___ Extracted text

The mean annual absolute daily maximum temperature (Fig. 12a) showed a great variability, with the highest values (>44C) in the central part of the Guadalquivir valley and widespread areas with values over 40 C in the southern half of Iberian Peninsula (IP), the lowest areas of the Ebro Valley and inner areas of larger islands, reflecting a continentality effect. The lowest values were found at the highest elevations as the Pyrenees and the Iberian range and also at the northern IP. In this case, the uncertainty was inverse to the spatial distribution of the variable (Fig. 12b), with higher values in the north and at the highest elevations in the Canary Islands and lower values in areas where maximum temperature is higher. On the other hand, the mean annual absolute daily minimum temperature presented a completely different spatial distribution (Fig. 12c) especially in southern part of the IP, where there was a southwest–northeast gradient interrupted by high elevations of the Sierra Nevada and Cazorla. The northern half of the IP showed a similar pattern to the previous index, with coldest temperatures ($<-\mathrm{10}$C) coinciding with lower values of maximum temperature. The uncertainty of this variable (Fig. 12d) was lower than the previous one, with almost all the Spanish territory below 1 C. The lowest values were found at the northwestern IP and the highest ones in coastal areas of Mallorca.

Figure 12Mean annual (1981–2010) values for (a) absolute daily maximum temperature, (c) absolute daily minimum temperature and their corresponding uncertainty (b, d, respectively).

## 4.4 Spatial distribution and uncertainty of frost days and tropical nights

The mean annual number of frost days (Fig. 13a) varied from less than 10 in coastal areas of the IP and in all the Balearic and Canary Islands to more than 200 at the highest elevations of the Pyrenees. Between these extremes, a similar increasing gradient such as the minimum temperature was found in the southern part of the IP and in the Ebro Valley, while the northern plateau was dominated by a range of 50–100 d. The spatial distribution of the uncertainty (Fig. 13b) coincided with the variable with the highest values where the number of frost days was higher. However, some exceptions were found: one at the northeastern IP, with a high uncertainty of the relatively low number of frost days; and another at the high elevations of the Pyrenees, where the uncertainty was low with regard to the high number of days. Low values of uncertainty in the Balearic and Canary Islands are due to the few frost days per year.

______

## [What you will do]
a - Reproduce the stretch of the temperature text from "Figure 12Mean annual (1981–2010)" through "uncertainty (b, d, respectively).", swapping "absolute" for "extreme".
b - According to the temperature text, what range of frost days per year dominated the northern plateau?
The listing plays no part in this work.

___ Given records

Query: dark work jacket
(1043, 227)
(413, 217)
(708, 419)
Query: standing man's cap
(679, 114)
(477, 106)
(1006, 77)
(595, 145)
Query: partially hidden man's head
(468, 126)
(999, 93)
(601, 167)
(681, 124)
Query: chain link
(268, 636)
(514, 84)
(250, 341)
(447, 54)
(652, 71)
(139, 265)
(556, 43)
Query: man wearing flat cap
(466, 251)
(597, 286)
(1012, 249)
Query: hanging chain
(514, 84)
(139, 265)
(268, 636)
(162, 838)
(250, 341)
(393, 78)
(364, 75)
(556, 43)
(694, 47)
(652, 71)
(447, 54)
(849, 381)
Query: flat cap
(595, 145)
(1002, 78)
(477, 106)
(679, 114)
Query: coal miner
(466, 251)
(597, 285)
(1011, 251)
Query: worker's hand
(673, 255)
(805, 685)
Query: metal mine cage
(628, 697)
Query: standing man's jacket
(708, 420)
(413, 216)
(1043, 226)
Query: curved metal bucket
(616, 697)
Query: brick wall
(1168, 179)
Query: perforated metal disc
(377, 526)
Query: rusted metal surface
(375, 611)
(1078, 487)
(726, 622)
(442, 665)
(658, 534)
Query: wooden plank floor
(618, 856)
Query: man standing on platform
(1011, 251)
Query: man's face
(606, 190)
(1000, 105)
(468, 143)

______

## [Correct answers]
a -
Figure 12Mean annual (1981–2010) values for (a) extreme daily maximum temperature, (c) extreme daily minimum temperature and their corresponding uncertainty (b, d, respectively).

b - 50–100 days